*Selected text*:
The middle part the result shows the model parameters. It not only shows the coefficient values, but also shows some statistics of the coefficients. For example, t statistics. If the absolute value of a coefficient t statistics is greater than 2, we can say that the value is significant at 95% confidence level. Notice that the t statistics of the coefficient of C time Dinner is only -0.028, which means the value is not significant. In another word, time is a good indicator in determining tips.

Notice that the coefficient returned by statsmodels are different to that returned by the scikit learn linear regression model. The reason is that we don't split the dataset and use the whole dataset when we use statsmodels linear model. The r-squared score is also calculated with the whole dataset, which makes it less reliable. Since we usually want to evaluate a model with data that's unseen by the model. Despite of this, statsmodels is still a good choice for linear regression just because it's so easy to use. The scikit learn linear regression model doesn't return coefficient statistics directly. You will have to calculate them.

*Data section*:
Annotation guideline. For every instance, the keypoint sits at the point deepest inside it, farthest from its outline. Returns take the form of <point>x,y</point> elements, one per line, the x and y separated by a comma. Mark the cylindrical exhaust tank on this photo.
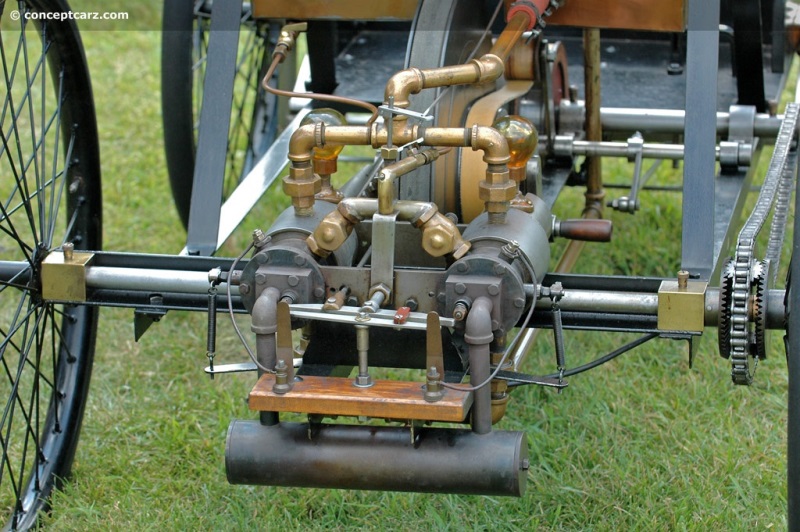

*Work to complete*:
1. Please retype everything in the statsmodels passage from "The middle part" down to "in determining tips.".
2. Summarize the statsmodels passage in two sentences.
3. According to the statsmodels passage, what must the absolute value of a coefficient's t statistic exceed for the value to be significant at the 95% confidence level?

*Results for each task*:
1.
The middle part the result shows the model parameters. It not only shows the coefficient values, but also shows some statistics of the coefficients. For example, t statistics. If the absolute value of a coefficient t statistics is greater than 2, we can say that the value is significant at 95% confidence level. Notice that the t statistics of the coefficient of C time Dinner is only -0.028, which means the value is not significant. In another word, time is a good indicator in determining tips.

2. The statsmodels results show coefficient values along with statistics such as t statistics, and a coefficient whose t statistic has an absolute value above 2 is significant at the 95% confidence level. Its coefficients differ from those of the scikit learn model because the whole dataset was used, which makes the r-squared score less reliable, but statsmodels is still a good choice because it is easy to use, while the scikit learn model does not return coefficient statistics directly.

3. 2